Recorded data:

■ ■ ■ ■

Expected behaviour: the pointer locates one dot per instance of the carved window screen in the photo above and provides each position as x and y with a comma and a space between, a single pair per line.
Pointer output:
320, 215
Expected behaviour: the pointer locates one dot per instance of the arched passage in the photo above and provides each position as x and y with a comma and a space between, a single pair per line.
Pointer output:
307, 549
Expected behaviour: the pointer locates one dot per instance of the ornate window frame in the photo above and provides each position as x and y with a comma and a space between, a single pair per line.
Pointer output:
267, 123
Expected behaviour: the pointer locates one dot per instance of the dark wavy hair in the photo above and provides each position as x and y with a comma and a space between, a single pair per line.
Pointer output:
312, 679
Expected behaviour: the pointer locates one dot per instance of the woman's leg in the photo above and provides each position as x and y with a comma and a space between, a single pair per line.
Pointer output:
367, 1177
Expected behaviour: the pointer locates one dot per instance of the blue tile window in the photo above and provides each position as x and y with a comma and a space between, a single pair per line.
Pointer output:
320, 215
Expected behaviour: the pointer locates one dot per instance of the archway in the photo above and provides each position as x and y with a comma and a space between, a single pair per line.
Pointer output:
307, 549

■ ■ ■ ■

# [What the exercise asks]
Recast all the rows above as a JSON list of strings, with each line as its own string and any blank lines left out.

# [Output below]
[
  "Expected behaviour: the pointer locates one dot per instance of the carved window screen in the photo above and provides each position as x and y with a comma and a space between, a single pair per line.",
  "Pointer output:",
  "320, 215",
  "Expected behaviour: the pointer locates one dot per instance of the arched passage in the photo above and provides each position as x and y with a comma and a space between, a single pair per line.",
  "Pointer output:",
  "307, 549",
  "Expected behaviour: the pointer locates one dot per instance of the ornate window frame in the photo above and provides each position as x and y with a comma and a space between, a single pair per line.",
  "Pointer output:",
  "267, 123",
  "Expected behaviour: the pointer locates one dot per instance of the dark wavy hair in the photo above and provides each position as x and y with a comma and a space between, a single pair per line.",
  "Pointer output:",
  "312, 679",
  "Expected behaviour: the pointer locates one dot per instance of the woman's leg in the photo above and provides each position as x and y with a comma and a space between, a single pair per line.",
  "Pointer output:",
  "367, 1177",
  "Expected behaviour: the pointer locates one dot per instance of the blue tile window in the photo above and provides each position as x and y with a comma and a space between, a single pair per line.",
  "Pointer output:",
  "320, 215",
  "Expected behaviour: the pointer locates one dot per instance of the archway in the photo above and provides each position as x and y with a comma and a space between, a single pair per line.",
  "Pointer output:",
  "307, 549"
]